- _Exercise instructions_:
1. Transcribe the passage on the House of Lords abortion votes word for word, beginning at the words "On Wednesday, peers" and stopping after "10 weeks pregnant.".
2. Write the next part of the report on the House of Lords abortion votes, continuing from the point where it stops.

Text provided START

But proponents said the amendment in general would remove the threat of “investigation, arrest, prosecution or imprisonment” of any woman who terminates her own pregnancy.

On Wednesday, peers also rejected amendment 425, tabled by Baroness Stroud, which would have reinstated in-person consultations with a medical professional before abortion pills can be prescribed.

Under the current law it is legal to take the pills at home if a woman is fewer than 10 weeks pregnant.

But the Lords rejected the bid to move back to compulsory in-person consultations by 191 votes to 119, majority 72.

The ‘pills by post’ scheme allows women to access abortion medication without seeing a doctor | GETTY

Parliament’s upper chamber also backed a move to pardon women who have previously been convicted of terminating their own pregnancy.

Peers supported this by 180 votes to 58, majority 122.

Writing for GB News yesterday, former Health Minister Maria Caulfield said that passing the amendment would mean “infanticide… would become possible with no legal consequence”.

She also warned that “our society will be damaged and its moral credibility greatly diminished” by the move.

While Catherine Robinson, spokeswoman for pro-life group Right to Life, said the “abortion up to birth” clause is “one of the most extreme pieces of legislation ever to pass the House of Commons and the House of Lords”.

Text provided END
Supplied material START

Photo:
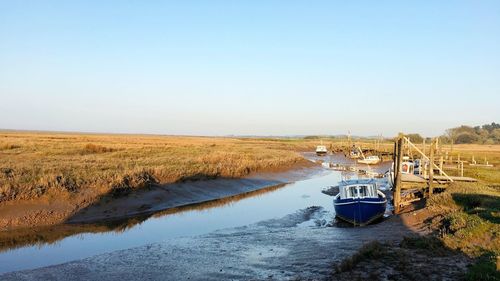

Supplied material END

- _Your responses_:
1.
On Wednesday, peers also rejected amendment 425, tabled by Baroness Stroud, which would have reinstated in-person consultations with a medical professional before abortion pills can be prescribed.

Under the current law it is legal to take the pills at home if a woman is fewer than 10 weeks pregnant.

2.
“It is a travesty that such an enormous and terrible legislative change, which will directly endanger the lives of unborn babies well beyond the point at which they would be able to survive outside the womb, as well as the lives of their mothers, has been allowed to happen,” she added.

“There is no public appetite for this change, and it was not part of the Government’s manifesto.”

Abortion in England and Wales currently remains a criminal offence but is legal with an authorised provider up to 24 weeks, with very limited circumstances allowing one after this time, such as when the mother’s life is at risk or the child would be born with a severe disability.

Under the amendment voted through in the Commons last year, it would remain the case that medics or others who facilitate an abortion after the 24-week time limit could still face prosecution if the change becomes law.